* STUDY TEXT
Segment Open
Published online by Cambridge University Press: 23 March 2020
Stigma towards psychiatry and mental illness significantly worsens the quality of life of psychiatric patients. Negative prejudices in medical students make it difficult for future doctors to send patients to mental health services and promote an increased risk of premature death.
Our aim is to assess stigma towards mental illness and psychiatry in medical students, and to study the influence of real-world experiences, such as having visited a psychiatric ward, having personally met a psychiatric patient or having friends and/or family members who suffer from a mental illness.
One hundred and thirteen Italian medical students completed the following tests:
– Attitudes Towards Psychiatry (ATP-30);
– Community Attitudes Towards Mental Ill (CAMI);
– Perceived Discrimination Devaluation Scale (PDD);
– Baron-Cohen's Empathy Quotient (EQ).
Segment Closed
* WORK INSTRUCTIONS
**a.** Transcribe the passage of the abstract on psychiatric stigma among medical students between "One hundred and" and "Empathy Quotient (EQ).", inclusive.
**b.** According to the abstract on psychiatric stigma among medical students, how many Italian medical students completed the tests?
**c.** Write the next part of the abstract on psychiatric stigma among medical students, starting after its final line.
The material that comes after this abstract has nothing to do with it.

* RAW DATA
Segment Open
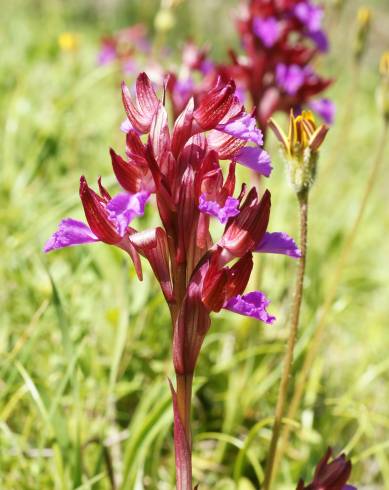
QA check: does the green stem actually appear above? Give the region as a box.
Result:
[274,117,388,470]
[263,190,308,490]
[177,374,193,448]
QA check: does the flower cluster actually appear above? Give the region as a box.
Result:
[45,73,299,336]
[167,0,334,130]
[45,73,300,488]
[296,448,357,490]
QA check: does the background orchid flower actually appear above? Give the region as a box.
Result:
[296,448,357,490]
[164,0,335,132]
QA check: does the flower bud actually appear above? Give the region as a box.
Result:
[354,7,372,63]
[269,111,329,194]
[377,51,389,122]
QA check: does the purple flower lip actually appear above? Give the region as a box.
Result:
[43,218,99,253]
[224,291,276,325]
[199,194,239,225]
[309,99,336,124]
[253,17,280,48]
[276,63,312,95]
[255,231,301,259]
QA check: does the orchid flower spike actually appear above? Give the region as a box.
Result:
[45,73,300,489]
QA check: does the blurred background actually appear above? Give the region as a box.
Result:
[0,0,389,490]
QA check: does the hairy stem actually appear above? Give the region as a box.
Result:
[274,117,388,474]
[263,190,308,490]
[177,374,193,447]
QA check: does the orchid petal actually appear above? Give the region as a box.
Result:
[255,232,301,259]
[199,194,239,225]
[107,191,150,237]
[216,112,263,146]
[253,17,280,48]
[309,99,336,124]
[44,218,99,253]
[234,146,273,177]
[224,291,276,324]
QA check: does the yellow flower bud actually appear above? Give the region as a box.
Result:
[154,8,176,32]
[354,7,372,63]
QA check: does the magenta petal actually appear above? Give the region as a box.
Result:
[120,119,134,134]
[97,44,117,65]
[294,1,324,32]
[43,218,99,252]
[253,17,280,48]
[307,31,329,53]
[276,63,308,95]
[107,191,150,236]
[223,291,276,324]
[199,194,239,225]
[255,231,301,259]
[216,112,263,146]
[234,146,273,177]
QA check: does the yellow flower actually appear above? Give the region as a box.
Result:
[269,110,329,193]
[58,32,80,52]
[354,7,372,62]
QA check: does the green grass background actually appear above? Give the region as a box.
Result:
[0,0,389,490]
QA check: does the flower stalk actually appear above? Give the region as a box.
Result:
[274,106,389,478]
[263,189,308,490]
[263,111,328,490]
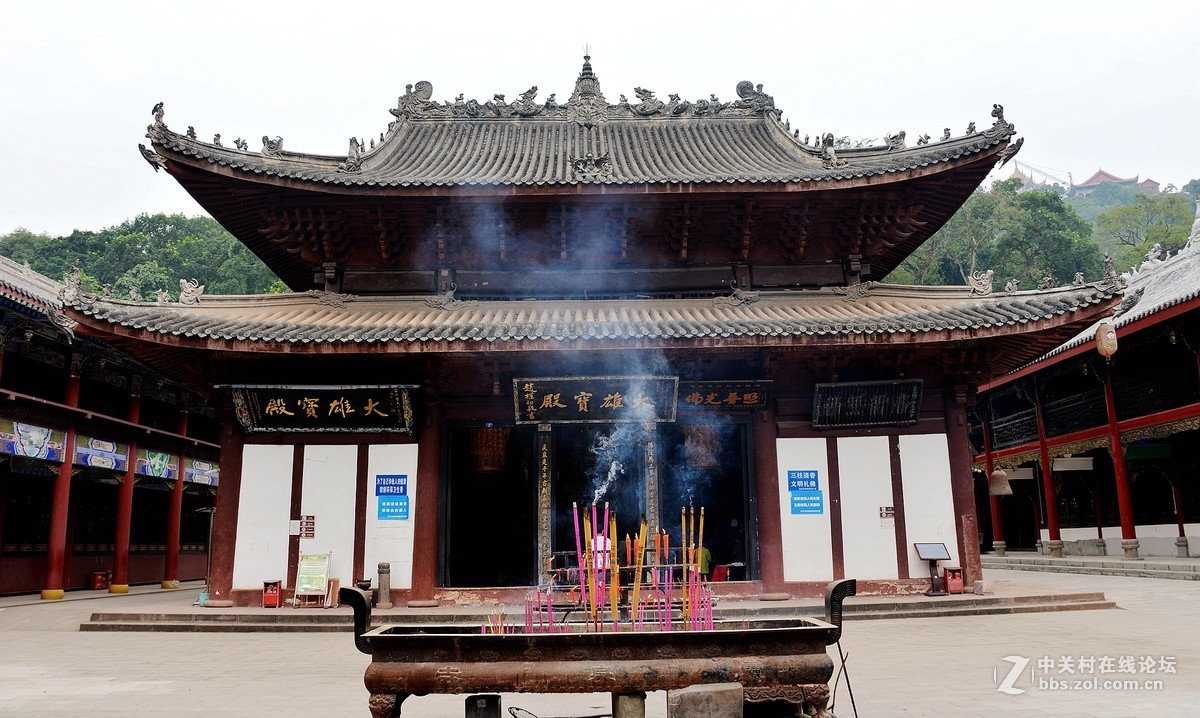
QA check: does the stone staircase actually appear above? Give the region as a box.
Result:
[983,554,1200,581]
[79,592,1116,633]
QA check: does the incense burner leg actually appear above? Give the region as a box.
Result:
[800,683,833,718]
[612,693,646,718]
[743,683,834,718]
[367,693,408,718]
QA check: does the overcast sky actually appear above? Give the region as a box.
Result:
[0,0,1200,234]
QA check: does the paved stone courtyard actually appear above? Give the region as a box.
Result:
[0,569,1200,718]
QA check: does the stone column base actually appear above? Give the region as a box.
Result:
[612,693,646,718]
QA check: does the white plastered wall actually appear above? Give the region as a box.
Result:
[233,444,294,591]
[300,445,359,586]
[900,433,961,579]
[775,438,833,581]
[838,436,900,579]
[364,444,419,588]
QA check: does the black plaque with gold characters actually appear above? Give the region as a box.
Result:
[812,379,924,429]
[512,376,679,424]
[230,384,413,433]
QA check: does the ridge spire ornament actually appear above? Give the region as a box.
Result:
[566,54,608,128]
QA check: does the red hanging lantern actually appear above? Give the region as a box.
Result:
[1096,319,1117,359]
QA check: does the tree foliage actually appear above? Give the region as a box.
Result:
[0,214,283,299]
[888,179,1103,289]
[1096,192,1193,267]
[1182,179,1200,202]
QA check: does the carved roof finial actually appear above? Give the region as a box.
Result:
[566,50,608,127]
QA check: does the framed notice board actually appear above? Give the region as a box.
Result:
[295,554,332,597]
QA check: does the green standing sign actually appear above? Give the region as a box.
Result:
[295,554,331,596]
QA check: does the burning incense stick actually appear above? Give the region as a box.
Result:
[608,514,620,630]
[629,515,647,612]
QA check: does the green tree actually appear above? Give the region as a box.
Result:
[1182,179,1200,202]
[888,178,1103,289]
[992,191,1103,289]
[1096,192,1193,267]
[0,214,278,298]
[1067,183,1141,222]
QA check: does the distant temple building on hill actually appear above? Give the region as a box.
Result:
[1067,169,1159,195]
[1008,162,1160,196]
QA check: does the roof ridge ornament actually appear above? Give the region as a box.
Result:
[305,289,358,309]
[713,280,762,309]
[967,269,996,297]
[138,142,167,172]
[179,277,204,305]
[821,132,850,169]
[337,137,364,174]
[566,54,608,127]
[830,280,880,301]
[571,152,612,179]
[259,134,283,157]
[1112,287,1146,318]
[425,283,479,311]
[996,137,1025,169]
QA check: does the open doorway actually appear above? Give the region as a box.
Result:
[442,426,538,588]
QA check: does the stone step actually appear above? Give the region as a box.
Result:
[79,592,1116,633]
[983,556,1200,581]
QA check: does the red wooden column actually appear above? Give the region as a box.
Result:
[108,375,142,593]
[0,324,8,560]
[945,384,983,586]
[162,405,187,588]
[410,401,445,605]
[980,410,1008,562]
[42,357,80,600]
[205,408,246,606]
[1104,363,1139,560]
[1033,376,1062,557]
[746,407,784,592]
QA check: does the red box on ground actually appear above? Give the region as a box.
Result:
[946,566,962,593]
[263,581,283,609]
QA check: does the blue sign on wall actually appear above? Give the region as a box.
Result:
[787,468,821,491]
[792,491,824,514]
[376,474,408,496]
[378,496,408,521]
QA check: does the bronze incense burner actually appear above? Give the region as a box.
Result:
[341,579,856,718]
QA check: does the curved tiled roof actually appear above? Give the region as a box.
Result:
[1034,234,1200,364]
[65,282,1114,351]
[0,256,62,312]
[144,57,1015,187]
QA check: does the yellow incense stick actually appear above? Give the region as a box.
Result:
[581,511,596,622]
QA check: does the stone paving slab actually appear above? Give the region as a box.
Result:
[0,569,1200,718]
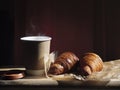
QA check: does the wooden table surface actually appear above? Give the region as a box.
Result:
[0,59,120,87]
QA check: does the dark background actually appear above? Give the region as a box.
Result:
[0,0,120,66]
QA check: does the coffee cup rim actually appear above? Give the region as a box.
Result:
[20,36,52,41]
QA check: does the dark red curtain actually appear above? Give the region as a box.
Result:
[14,0,120,64]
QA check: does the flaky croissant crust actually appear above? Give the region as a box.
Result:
[80,53,103,75]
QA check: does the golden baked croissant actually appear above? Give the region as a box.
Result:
[48,52,79,75]
[79,53,103,75]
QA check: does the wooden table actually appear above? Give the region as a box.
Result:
[0,59,120,90]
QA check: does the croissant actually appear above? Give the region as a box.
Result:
[48,52,79,75]
[78,53,103,75]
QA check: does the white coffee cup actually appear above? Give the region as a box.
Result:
[20,36,52,76]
Segment Closed
* PER-TASK OUTPUTS
**a.**
One hundred and thirteen Italian medical students completed the following tests:
– Attitudes Towards Psychiatry (ATP-30);
– Community Attitudes Towards Mental Ill (CAMI);
– Perceived Discrimination Devaluation Scale (PDD);
– Baron-Cohen's Empathy Quotient (EQ).

**b.** One hundred and thirteen.

**c.**
Having visited a psychiatric ward correlates with a better attitude towards psychiatry (P = 0.008), rather than towards the mentally ill. Having personally known someone with mental disorders correlates with less stigmatizing scores in CAMI: total score (P = 0.002), authoritarianism (P < 0.001), benevolence (P = 0.047) and social restriction (P = 0.001). Similar results emerged in those who have close relationships with a psychiatric patient. There is no statistical significance as to empathy.
The students who have visited a psychiatric ward have a less stigmatizing vision of psychiatry, while having personally known psychiatric patients favors a less stigmatizing attitude towards them. Those who have not had this experience, have a more hostile and intolerant vision of mental illness, and consider psychiatric patients as inferior subjects that require coercive attitudes and that would be better to avoid because socially dangerous.
The authors have not supplied their declaration of competing interest.